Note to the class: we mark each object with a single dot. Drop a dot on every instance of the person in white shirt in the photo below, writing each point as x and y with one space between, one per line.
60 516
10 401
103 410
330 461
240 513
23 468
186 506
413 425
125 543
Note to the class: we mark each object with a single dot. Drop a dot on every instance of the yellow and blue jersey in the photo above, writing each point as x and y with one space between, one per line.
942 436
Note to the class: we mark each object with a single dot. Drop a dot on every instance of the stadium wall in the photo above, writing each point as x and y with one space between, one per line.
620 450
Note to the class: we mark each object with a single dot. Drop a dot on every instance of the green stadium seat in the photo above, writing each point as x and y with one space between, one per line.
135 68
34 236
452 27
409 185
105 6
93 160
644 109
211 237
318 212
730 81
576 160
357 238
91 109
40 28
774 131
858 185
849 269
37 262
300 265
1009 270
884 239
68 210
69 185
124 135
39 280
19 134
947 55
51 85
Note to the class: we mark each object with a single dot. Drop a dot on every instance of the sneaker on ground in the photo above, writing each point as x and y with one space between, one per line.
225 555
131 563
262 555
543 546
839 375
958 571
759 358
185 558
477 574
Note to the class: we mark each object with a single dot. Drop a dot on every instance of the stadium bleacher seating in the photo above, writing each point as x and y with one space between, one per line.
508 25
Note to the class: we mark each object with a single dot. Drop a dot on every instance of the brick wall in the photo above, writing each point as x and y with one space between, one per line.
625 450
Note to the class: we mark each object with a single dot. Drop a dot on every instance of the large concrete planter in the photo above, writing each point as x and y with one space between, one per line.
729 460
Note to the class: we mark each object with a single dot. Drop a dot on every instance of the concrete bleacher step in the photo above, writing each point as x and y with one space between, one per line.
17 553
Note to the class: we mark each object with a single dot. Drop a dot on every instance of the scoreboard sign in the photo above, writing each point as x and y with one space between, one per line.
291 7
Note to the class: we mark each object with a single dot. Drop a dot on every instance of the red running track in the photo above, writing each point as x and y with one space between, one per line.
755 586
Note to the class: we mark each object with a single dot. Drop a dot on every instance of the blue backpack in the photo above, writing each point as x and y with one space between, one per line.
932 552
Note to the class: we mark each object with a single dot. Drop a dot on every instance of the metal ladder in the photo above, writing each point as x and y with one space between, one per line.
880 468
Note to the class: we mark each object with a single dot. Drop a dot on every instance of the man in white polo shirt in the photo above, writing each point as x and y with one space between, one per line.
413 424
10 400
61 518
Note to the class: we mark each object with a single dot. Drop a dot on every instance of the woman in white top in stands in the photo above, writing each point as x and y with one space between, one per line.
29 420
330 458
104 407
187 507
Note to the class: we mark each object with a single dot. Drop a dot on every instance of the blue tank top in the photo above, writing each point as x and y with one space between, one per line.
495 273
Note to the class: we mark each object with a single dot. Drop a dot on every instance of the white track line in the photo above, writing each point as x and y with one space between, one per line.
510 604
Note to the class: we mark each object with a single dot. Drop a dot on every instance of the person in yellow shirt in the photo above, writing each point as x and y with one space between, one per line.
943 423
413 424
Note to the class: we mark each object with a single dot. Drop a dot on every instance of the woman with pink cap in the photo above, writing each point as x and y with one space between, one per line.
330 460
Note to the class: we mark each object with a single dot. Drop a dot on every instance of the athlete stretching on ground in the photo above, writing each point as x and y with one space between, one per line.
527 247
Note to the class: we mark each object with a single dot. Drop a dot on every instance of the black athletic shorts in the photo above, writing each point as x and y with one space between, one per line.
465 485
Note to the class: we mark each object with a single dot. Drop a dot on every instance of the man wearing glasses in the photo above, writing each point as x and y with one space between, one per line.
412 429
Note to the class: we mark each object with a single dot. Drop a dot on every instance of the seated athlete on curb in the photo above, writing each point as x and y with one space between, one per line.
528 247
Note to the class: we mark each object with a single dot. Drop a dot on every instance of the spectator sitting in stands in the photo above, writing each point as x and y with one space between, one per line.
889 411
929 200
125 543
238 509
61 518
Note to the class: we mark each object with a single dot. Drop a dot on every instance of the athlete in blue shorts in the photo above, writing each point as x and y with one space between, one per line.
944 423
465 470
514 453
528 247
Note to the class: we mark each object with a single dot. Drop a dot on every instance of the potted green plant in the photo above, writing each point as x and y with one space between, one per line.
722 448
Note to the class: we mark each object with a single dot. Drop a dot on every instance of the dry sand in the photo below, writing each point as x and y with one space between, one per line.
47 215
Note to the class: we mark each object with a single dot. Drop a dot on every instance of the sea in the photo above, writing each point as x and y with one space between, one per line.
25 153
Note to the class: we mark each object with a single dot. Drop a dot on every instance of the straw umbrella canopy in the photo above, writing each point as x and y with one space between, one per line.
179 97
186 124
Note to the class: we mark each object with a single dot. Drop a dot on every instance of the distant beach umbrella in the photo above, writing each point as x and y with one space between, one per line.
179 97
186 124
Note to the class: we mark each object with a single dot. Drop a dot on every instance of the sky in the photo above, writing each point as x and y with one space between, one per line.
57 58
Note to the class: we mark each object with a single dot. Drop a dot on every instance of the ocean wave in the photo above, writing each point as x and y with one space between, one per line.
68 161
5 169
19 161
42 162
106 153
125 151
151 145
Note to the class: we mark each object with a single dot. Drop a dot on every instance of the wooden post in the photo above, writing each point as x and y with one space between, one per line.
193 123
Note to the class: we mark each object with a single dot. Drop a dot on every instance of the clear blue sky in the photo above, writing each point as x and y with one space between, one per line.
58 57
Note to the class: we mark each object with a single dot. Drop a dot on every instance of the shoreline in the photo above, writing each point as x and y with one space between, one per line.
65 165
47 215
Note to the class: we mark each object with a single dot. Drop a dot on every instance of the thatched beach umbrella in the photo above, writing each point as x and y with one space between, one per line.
·····
**Required task**.
From the listing above, extract every line exactly as it stands.

**Expected answer**.
Note to the class: we mark each object with a single dot. Drop a dot on every instance of the person in white shirt in the photo below, writing each point as x and y with one space between, one per line.
60 516
10 401
103 410
330 461
240 513
23 468
186 506
413 425
125 543
Note to the class: we mark each object with a single dot. Drop a dot on every instance of the yellow and blue jersey in the photo above, writing each point as x and y with one space between, one per line.
942 436
Note to the class: we mark each object with a single dot. Drop a dot on every instance of the stadium wall in the photo above, writing each point as x and y with one space between, one per line.
620 450
Note to the class: we mark each object with a single dot. Drop a dot on every instance of the green stadium seat in the photo above, writing each point as x and y with one space between, one per line.
135 68
34 236
452 27
409 185
105 6
93 160
644 109
211 237
318 212
730 81
576 160
357 238
91 109
40 28
774 131
858 185
849 269
37 262
300 265
1009 270
884 239
68 210
69 185
124 135
39 280
19 134
947 55
51 85
Note to the class: we mark each object with a single dot. Drop a dot on every instance of the sneaker on ground in the photo above, writing each point as x and y with one space between, one per line.
225 555
131 563
262 555
543 546
839 375
958 571
759 358
185 558
477 574
Note to the class: we mark each object with a single dot. Drop a dot on every instance of the stadium bleacher seating in the photo above, writing each point as x and y with one space between, one per line.
508 25
Note to the class: we mark each object with a single dot. Drop a dot on every instance of the brick wall in the photo above, writing each point as x and y with one space between, one per line.
625 450
Note to the class: we mark each object with a single dot. Drop a dot on every instance of the large concrete planter in the photo above, writing each point as x and y with one space between, one per line.
729 460
Note to the class: we mark each object with a single dot. Drop a dot on every instance of the concrete bleacher step in the photo above, writing each point as x and y with one space between, one per line.
17 553
Note to the class: we mark each object with a single dot. Drop a dot on every instance of the scoreboard sign in the photo above, writing each point as x and y with one space between, one per line.
291 7
Note to the class: we mark each object with a single dot. Drop a dot on every instance of the red running track in the photo above, writing each point as x and y with one space between, one per line.
755 586
Note to the class: we mark each object with a single dot. Drop a dot on every instance of the blue backpack in the photo above, writing each point as x and y with one space between, one per line.
932 552
Note to the class: we mark each object with a single dot. Drop a dot on every instance of the metal ladder in the photo above, writing each point as x and y with one space between, one per line.
880 468
Note to the class: we mark each object with a single dot. Drop a dot on every instance of the man in white polo shirt in the photo above, writing each point as x and y with one space between, one per line.
413 424
10 400
61 518
Note to the class: we mark each object with a single dot. Drop a dot on every instance of the woman in white top in stands in the photo above, writing each point as x and y with one space between, one per line.
29 420
330 458
104 407
187 507
Note to the class: we mark each object with a single dot. Drop a dot on every instance of the blue tank top in the photo above, writing each point as x and y with one space between, one per line.
495 273
Note to the class: we mark each object with a single dot. Drop a dot on every instance of the white track line in the photo above, writing each point as x and y with one space between, one per line.
510 604
Note to the class: we mark each object with a single dot. Drop a dot on every instance of the person in yellow shirt in the photo above, writing each point as x and y with one space between, one per line.
943 423
413 424
Note to the class: we mark each object with a single dot. Drop a dot on every instance of the woman with pink cap in the photo above, writing each point as x and y with one space between, one per line.
330 460
Note to the class: we mark each object with a single dot. Drop a dot on every instance of the athlete stretching on ground in the photo above, writing each point as x and y with one space between, one per line.
527 247
Note to the class: we mark each object with a single dot. Drop a dot on every instance of the black athletic shorts in the photo above, writing each point as x and y with one space between, one per line.
465 485
Note to the class: we mark each object with a single dot. Drop a dot on every instance of the man wearing glasses in the photo above, writing each point as x and y with one space between, one per line.
412 429
Note to the class: we mark each object with a single dot. Drop a dot on every instance of the seated athlete on curb in the photo above, writing each point as x and y with one space between, one per line.
528 247
Note to the class: we mark each object with a single dot. Drop a dot on every instance of the spectator sitting in stands in the photo above, writing each point as x and y with one space between, one per line.
889 411
929 200
125 543
238 509
61 518
Note to the class: we mark each object with a single dot. Drop a dot on every instance of the athlete in blue shorts in the photo above, writing each point as x and y with one space between, one per line.
944 423
465 470
514 453
528 247
Note to the class: we mark each object with a single dot. Drop a dot on every instance of the potted green plant in the photo above, writing each point as x and y with one space between, one per line.
722 448
Note to the class: we mark each object with a single dot. Drop a dot on every instance of the dry sand in the photo below, writing each point as x and y with one space between, one per line.
47 215
Note to the class: we mark each object with a single dot. Drop a dot on every instance of the sea in the photo above, writing each point as x and y with one space between, one per line.
25 153
Note to the class: we mark each object with a single dot. Drop a dot on every instance of the straw umbrella canopy in the photo above, writing each point as x and y with one space between, one per line.
179 97
186 124
Note to the class: we mark each object with a single dot. Drop a dot on every instance of the distant beach umbrella in the photo above, writing each point as x and y with one space between, one per line.
179 97
186 124
Note to the class: we mark each object with a single dot. Drop a dot on every instance of the sky in the photo above, writing each point as x and y with one space between, one per line.
57 58
Note to the class: we mark each object with a single dot. Drop a dot on every instance of the ocean wave in the photo above, writing each point as x and y with one space between, one per line.
68 161
5 169
19 161
42 162
106 153
125 151
151 145
Note to the class: we mark each object with a single dot. Drop a dot on every instance of the wooden post in the photo above, writing each point as x and y with one space between, one per line.
193 123
Note to the class: we mark each object with a single dot. Drop a dot on every instance of the clear blue sky in the photo above, writing each point as x and y with one space between, one per line.
58 57
Note to the class: we mark each object with a single dot. Drop a dot on every instance of the shoreline in the photo above, writing each point as x and y with one space between, one per line.
65 165
47 215
Note to the class: we mark each object with a single dot. Drop a dot on every instance of the thatched beach umbrella in the photo above, writing each point as x and y with one space between, one per line.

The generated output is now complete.